:: REQUIREMENT ::
Go line by line through the records below. Copy whichever lines contain the string "query".

:: Saved entries ::

************

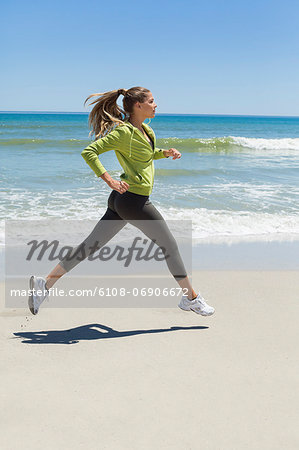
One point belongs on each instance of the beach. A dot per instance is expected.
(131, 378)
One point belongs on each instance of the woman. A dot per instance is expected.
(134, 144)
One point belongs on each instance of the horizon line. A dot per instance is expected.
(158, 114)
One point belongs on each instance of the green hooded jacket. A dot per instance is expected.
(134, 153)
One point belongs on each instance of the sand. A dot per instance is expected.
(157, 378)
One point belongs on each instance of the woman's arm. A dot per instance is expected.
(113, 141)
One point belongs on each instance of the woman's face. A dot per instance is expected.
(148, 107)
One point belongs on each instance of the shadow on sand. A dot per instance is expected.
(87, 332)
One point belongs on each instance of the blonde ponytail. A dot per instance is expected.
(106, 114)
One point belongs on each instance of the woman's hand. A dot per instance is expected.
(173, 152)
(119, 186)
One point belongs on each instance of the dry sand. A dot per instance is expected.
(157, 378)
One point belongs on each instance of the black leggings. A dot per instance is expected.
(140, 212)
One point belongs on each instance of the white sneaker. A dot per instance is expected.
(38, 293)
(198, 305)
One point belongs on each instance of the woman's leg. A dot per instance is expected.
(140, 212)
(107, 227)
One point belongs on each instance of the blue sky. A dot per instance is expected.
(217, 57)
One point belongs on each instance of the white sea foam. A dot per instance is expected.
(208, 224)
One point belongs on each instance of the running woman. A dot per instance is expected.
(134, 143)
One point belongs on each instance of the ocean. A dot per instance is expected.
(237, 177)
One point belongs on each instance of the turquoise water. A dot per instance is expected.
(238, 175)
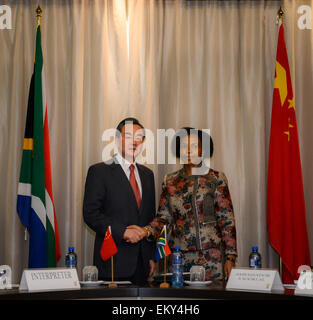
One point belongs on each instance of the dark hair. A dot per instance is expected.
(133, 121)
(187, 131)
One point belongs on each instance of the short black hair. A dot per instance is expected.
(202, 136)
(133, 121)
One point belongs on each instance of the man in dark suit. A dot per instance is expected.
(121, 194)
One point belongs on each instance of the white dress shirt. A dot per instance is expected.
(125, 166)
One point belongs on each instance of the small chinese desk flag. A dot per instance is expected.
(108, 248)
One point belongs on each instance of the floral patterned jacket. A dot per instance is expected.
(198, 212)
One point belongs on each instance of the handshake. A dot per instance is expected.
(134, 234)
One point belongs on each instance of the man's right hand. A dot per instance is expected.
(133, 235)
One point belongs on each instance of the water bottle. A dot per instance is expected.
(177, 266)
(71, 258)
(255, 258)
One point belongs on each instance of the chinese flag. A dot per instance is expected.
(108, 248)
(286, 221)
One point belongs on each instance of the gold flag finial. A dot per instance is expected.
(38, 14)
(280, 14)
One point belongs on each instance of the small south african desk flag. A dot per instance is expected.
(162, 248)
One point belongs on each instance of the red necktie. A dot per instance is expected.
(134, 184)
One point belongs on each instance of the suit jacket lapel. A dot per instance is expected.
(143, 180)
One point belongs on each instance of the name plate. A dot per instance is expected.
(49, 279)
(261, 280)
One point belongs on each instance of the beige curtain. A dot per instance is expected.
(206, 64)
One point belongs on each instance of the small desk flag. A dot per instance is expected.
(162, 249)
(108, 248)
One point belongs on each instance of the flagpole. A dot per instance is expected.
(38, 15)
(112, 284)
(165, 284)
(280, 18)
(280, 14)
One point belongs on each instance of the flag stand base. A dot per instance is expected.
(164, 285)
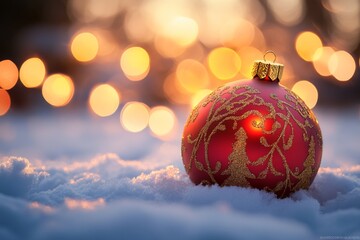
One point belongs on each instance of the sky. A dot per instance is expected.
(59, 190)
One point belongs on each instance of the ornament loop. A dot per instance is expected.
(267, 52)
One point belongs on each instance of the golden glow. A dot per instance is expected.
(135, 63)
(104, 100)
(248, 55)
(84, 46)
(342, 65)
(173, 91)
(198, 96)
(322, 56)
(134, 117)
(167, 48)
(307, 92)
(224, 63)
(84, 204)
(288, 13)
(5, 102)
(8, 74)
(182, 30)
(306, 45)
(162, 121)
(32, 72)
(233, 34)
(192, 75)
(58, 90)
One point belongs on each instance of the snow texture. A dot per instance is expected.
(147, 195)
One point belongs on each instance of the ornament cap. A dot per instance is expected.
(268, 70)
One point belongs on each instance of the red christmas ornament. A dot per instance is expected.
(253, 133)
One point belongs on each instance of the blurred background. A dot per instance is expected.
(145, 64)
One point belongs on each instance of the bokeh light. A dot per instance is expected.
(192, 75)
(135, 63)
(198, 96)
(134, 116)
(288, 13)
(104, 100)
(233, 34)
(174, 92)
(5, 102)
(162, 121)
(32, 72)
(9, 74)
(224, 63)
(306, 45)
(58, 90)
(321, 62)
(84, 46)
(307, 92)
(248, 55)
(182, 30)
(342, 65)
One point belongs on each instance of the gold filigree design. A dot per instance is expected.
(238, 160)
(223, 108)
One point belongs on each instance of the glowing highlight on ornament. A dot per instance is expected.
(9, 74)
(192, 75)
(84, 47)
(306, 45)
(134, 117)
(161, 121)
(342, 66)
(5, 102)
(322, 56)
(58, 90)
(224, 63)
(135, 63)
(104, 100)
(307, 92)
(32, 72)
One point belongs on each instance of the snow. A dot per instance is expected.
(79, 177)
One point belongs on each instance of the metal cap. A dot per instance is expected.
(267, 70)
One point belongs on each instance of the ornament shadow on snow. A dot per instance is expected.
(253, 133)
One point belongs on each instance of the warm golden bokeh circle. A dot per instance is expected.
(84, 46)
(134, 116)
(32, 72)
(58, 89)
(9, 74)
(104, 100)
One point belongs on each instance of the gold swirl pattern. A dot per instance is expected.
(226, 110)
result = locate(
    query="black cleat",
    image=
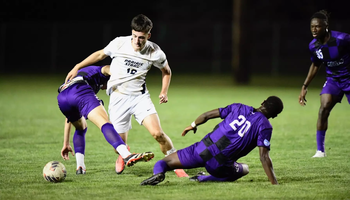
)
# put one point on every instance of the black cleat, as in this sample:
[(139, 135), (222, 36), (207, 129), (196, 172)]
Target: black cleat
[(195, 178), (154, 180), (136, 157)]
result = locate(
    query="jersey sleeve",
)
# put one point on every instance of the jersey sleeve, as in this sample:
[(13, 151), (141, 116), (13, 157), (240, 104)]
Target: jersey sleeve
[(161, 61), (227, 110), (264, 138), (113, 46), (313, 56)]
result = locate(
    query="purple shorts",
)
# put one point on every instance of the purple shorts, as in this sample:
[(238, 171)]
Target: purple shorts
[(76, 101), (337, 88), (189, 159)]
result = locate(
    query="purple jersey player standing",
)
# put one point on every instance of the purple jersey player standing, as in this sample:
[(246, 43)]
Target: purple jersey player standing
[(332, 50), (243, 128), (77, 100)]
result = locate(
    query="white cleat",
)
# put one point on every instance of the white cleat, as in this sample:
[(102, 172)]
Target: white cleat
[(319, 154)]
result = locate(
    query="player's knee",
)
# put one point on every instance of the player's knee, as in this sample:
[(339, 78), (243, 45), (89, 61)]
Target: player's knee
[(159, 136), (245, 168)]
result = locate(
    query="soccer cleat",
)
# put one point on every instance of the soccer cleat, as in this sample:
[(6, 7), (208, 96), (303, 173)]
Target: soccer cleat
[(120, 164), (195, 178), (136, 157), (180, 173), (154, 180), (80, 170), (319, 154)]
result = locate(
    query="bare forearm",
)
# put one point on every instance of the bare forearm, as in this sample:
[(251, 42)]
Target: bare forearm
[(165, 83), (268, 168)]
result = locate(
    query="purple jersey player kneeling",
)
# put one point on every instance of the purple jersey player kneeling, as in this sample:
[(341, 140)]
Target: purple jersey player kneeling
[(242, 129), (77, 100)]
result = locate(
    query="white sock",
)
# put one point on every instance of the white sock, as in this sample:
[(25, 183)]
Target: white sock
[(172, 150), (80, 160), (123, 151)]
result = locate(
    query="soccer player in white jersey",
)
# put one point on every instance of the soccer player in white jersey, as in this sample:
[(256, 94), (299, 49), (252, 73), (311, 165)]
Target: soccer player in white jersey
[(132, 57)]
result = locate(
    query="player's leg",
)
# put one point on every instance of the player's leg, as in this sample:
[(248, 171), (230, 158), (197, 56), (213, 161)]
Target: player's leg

************

:: EXPECTED ANSWER ::
    query="black cleat",
    query="jersey sleeve",
    query="purple shorts",
    query="purple jersey player standing",
    query="white cleat",
    query="player's knee",
    query="soccer cleat",
    query="bare forearm",
    query="purple jersey player kneeling",
    query="white sock",
    query="soccer player in white jersey",
    query="player's leg",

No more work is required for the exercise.